__EXERCISE A__: Recast the rows, from their start through the line containing "M493 216L493 212L492", as a JSON list of strings with one string per line. Leave out blank lines and the pictures.

As we head in to a new decade, thoughts inevitably turn to the future and predictions of what our world will look like in another ten years’ time. Technology is changing and growing at a more rapid pace than at any time in our history and businesses that want to survive, and thrive, will need to embrace these changes and ensure their systems are future-proof.

Building management is one area that is already being transformed with the use of new technologies, something which will only become more common as the decade progresses. This article takes a look at the next generation of building management, particularly the role that the Internet of Things (IoT) and smart sensors will play in ensuring buildings are fit for the future.

Energy performance

What’s changing?

Only a few years ago, the phrase IoT would have meant nothing to most Facilities Managers but now it’s something that, if they are not already using, will most definitely be on their radar.

The development of the IoT – a global network of devices connected to each other and the internet – is already beginning to transform the building management landscape and open up new possibilities, something that will continue to grow exponentially throughout the next decade. Last year there were believed to be around 22 billion devices connected to the internet globally – this is predicted to rise to 50 billion by the end of 2030 [1].

Facilities management will become data-driven, enabling FMs to take a predictive, proactive approach, rather than continually reacting to situations. Buildings of the future will be connected and automated, meaning the role of the FM becomes less hands-on and more all-seeing, all-knowing. With the wide range of data made available by IoT and sensors they will be able to plan and predict in a way that was impossible before.

There are three key areas where IoT and sensors will become commonplace for virtually all businesses:

[1] https://enterpriseiotinsights.com/20190520/internet-of-things/global-iot-connections-reach-50-million-2030-study

  • Energy management: With climate change at the forefront of everyone’s minds, the need to ensure your business is doing all it can to limit its impact on the environment has never been more paramount. Ambitious government-set carbon saving targets are already in place, and we can expect the focus on these to intensify.
    Sensors play a crucial role in helping to eliminate waste energy by allowing businesses to see how much energy is actually being used. They give real-time insights in to peaks and troughs in demand and areas of wastage, helping businesses to not only save vast amounts of energy, but also dramatically reduce costs.Click here to read how Pressac’s sensors helped one company reduce their clients’ energy usage by 10%.

 

  • Predictive maintenance – One of the biggest benefits of sensors is that they can spot problems before they happen, freeing up Facilities Managers to take a more proactive role.
    This is particularly important in the manufacturing sector where this data could be vital in helping to reduce costly breakdowns or avoiding disruption to productivity.
    CT clamps, for example, can measure the current travelling through cables and will flag any unusual use of power before a machine comes to a standstill, meaning predictive maintenance can be carried out, as opposed to costly delays once the machine breaks down completely. Temperature sensors can also help to spot equipment in danger of overheating, enabling a quick response to resolve the problems.

__EXERCISE B__:
Answer these questions from the building management article:
(i) About how many devices were believed to be connected to the internet globally last year?
(ii) What do CT clamps measure?
(iii) What can temperature sensors help to spot?

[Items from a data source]
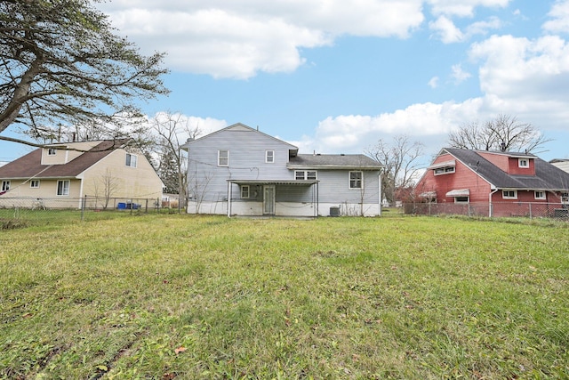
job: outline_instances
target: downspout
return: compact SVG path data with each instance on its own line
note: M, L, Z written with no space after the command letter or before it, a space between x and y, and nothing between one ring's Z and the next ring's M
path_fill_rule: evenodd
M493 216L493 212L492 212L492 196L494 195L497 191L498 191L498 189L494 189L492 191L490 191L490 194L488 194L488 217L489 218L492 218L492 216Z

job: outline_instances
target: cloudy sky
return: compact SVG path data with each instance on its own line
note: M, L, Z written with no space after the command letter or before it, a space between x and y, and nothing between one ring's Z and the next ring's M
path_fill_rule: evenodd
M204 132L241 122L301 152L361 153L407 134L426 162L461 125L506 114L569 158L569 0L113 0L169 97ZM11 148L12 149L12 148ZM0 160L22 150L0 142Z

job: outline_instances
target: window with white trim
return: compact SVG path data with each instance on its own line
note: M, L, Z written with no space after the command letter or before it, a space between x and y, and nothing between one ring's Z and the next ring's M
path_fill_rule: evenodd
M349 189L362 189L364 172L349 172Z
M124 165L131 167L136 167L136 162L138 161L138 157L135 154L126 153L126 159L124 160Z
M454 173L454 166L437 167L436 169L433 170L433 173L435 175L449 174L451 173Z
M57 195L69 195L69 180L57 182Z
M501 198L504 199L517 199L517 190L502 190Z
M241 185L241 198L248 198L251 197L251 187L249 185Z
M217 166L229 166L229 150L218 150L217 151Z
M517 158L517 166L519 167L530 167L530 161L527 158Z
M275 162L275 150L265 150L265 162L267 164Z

__TASK SOLUTION A__:
[
  "job: outline_instances",
  "target: downspout",
  "return: compact SVG path data with each instance on its own line",
  "note: M, L, Z written with no space after the command letter or before it, a space between x and y, and nothing between one ring's Z and the next ring's M",
  "path_fill_rule: evenodd",
  "M493 216L493 212L492 212L492 196L494 195L497 191L498 191L498 189L494 189L492 191L490 191L490 194L488 194L488 217L489 218L492 218L492 216Z"
]

__TASK SOLUTION B__:
(i) Around 22 billion.
(ii) The current traveling through cables.
(iii) Equipment in danger of overheating.